◆ Travail demandé: Dans la lettre ci-dessous, reformulez sous forme de liste le paragraphe qui commence par « Sacha m'a fait découvrir Paris » en conservant ses faits principaux.

Ma demoiselle Orlov, ma Iekaterina, ma chère petite comtesse,
Je suis arrivé il y a quelques semaines à Paris. Te souviens-tu que nous l’avions visité il n’y a, il me semble, pas si longtemps. Ton oncle Sacha m’a aidé à trouver un logement. Il a d’ailleurs pris de l’embonpoint. Je vis dans une maison d’accueil offerte à la princesse Vera Mestchersky par une riche anglaise. Ce que j’appelle ‘maison’ est en fait le château de la Cossonnerie, à Sainte-Geneviève-des-Bois.
Depuis que j’ai fuis Petrograd, que je suis loin de toi, ton sourire me manque, ton rire aussi, et tes douces mains. Je t’avais dit que l’on se retrouverait en Crimée mais j’ai dû partir vers Constantinople, les bolcheviks gagnaient trop de terrain. J’ai ensuite rejoint la France, car c’est un pays dont nous connaissions les mœurs, la culture et la langue. J’ai préféré être en lieu sûr avant de te donner de mes nouvelles. Ici, les rumeurs vont de bon train depuis l’assassinat du dernier des Romanov.
Autour de moi, c’est noir de monde. La foule est vive, parle fort, mais j’aime entendre le français. Il me rappelle les chansons populaires que tu me chantais en t’accompagnant du piano. Le français est souple, il sonne à mes oreilles comme une mélodie de printemps.
Je t’écris en attendant mon train pour cette maison d’exil où, j’espère, tu me rejoindras bientôt.
Sacha m’a fait découvrir Paris. J’ai visité le Louvre durant quatre jours entiers. Je ne m’en lasse pas. En me promenant un après-midi, j’ai fait la rencontre de deux espagnols, des peintres rocambolesques et amusant. Autant que leurs noms tu imagines ! L’un se prénomme Joan Miró quant à son compère, c’est un certain Salvador Dalí. Ils peignent, rient, et m’apprennent l’espagnol. C’est plus dur que ce que je ne pensais mais cette langue a l’odeur du soleil et d’une chaleur du Sud dont notre mère patrie manque cruellement. Ne doute pas qu’ils vont faire de grandes choses, l’histoire retiendra au moins leurs noms.
J’enverrais d’ici peu de l’argent à ta mère et à ton frère, Mikhail, pour qu’ils puissent vivre confortablement quelques temps, jusqu’à ce que l’on puisse rentrer, toi et moi, dans notre belle Russie, y fonder une famille.

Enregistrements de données
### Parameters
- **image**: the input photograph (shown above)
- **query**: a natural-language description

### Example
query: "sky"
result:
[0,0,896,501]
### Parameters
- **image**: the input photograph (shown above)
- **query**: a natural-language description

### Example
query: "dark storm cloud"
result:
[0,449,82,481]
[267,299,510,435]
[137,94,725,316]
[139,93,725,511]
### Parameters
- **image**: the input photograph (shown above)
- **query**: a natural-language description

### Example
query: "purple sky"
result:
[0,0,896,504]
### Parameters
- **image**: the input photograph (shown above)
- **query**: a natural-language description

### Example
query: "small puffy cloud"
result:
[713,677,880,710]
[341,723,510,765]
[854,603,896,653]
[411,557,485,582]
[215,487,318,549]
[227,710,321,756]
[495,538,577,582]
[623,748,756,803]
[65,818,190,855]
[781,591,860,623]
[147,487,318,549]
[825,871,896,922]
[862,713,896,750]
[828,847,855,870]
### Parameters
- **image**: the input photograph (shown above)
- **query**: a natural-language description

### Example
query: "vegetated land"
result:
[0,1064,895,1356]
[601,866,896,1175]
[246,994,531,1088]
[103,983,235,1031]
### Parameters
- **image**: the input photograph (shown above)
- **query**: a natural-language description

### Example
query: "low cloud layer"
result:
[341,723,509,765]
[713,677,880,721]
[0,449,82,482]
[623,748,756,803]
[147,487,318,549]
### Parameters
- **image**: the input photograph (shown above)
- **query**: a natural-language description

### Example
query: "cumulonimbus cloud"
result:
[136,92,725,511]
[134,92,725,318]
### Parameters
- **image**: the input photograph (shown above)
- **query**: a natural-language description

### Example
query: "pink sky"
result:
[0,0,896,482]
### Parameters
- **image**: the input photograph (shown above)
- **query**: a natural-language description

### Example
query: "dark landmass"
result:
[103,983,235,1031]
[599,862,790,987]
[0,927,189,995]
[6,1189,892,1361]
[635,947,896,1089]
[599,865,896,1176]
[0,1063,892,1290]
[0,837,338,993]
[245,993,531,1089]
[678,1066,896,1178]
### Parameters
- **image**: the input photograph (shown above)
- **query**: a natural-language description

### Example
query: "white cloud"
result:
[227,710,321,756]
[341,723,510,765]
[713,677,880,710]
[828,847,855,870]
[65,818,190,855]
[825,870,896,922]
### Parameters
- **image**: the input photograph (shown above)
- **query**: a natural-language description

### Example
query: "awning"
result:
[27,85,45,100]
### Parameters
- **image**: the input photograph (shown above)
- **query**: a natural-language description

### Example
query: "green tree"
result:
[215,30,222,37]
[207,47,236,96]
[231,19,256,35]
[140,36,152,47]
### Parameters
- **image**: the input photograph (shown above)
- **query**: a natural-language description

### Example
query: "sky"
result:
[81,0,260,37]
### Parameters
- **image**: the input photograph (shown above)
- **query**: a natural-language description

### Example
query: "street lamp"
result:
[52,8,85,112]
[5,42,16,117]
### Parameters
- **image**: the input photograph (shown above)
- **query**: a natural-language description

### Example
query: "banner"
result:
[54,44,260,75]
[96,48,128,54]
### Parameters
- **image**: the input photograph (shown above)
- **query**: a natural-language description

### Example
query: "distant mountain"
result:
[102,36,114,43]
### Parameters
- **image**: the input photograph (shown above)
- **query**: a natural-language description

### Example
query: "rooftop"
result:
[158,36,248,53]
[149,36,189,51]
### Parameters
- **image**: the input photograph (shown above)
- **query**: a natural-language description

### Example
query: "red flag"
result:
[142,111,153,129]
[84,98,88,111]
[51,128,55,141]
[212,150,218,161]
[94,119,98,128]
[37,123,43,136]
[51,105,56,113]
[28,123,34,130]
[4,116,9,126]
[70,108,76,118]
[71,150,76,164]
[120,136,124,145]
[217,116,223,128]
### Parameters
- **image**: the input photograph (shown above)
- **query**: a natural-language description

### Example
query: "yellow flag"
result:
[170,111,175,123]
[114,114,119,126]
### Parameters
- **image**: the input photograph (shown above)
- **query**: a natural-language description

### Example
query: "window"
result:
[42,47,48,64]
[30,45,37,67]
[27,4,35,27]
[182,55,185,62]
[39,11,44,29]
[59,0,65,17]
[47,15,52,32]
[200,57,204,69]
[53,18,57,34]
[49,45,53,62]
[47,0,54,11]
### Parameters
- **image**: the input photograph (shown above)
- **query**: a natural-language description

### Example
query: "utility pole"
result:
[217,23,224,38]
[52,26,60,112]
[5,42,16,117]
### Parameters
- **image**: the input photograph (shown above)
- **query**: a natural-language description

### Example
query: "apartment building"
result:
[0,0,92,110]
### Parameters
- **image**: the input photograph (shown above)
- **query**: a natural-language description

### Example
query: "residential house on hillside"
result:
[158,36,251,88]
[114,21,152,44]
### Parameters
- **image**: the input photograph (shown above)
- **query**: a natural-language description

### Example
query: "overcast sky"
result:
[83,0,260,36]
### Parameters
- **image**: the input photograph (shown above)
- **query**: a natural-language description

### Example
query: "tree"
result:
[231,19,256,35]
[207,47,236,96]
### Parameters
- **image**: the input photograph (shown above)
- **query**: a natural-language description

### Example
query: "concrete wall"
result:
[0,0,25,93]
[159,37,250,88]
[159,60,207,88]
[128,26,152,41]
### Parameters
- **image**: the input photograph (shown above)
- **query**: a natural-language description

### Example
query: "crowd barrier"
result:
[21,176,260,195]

◆ Résultat attendu:
- Sacha a fait découvrir Paris à l'auteur de la lettre.
- Visite du Louvre pendant quatre jours entiers, sans lassitude.
- Rencontre, lors d'une promenade, de deux peintres espagnols : Joan Miró et Salvador Dalí.
- Ils peignent, rient et enseignent l'espagnol à l'auteur de la lettre.
- Cette langue se révèle plus difficile que prévu, mais elle évoque le soleil et une chaleur du Sud qui manque à la mère patrie.
- Ces deux peintres devraient faire de grandes choses, et l'histoire retiendra au moins leurs noms.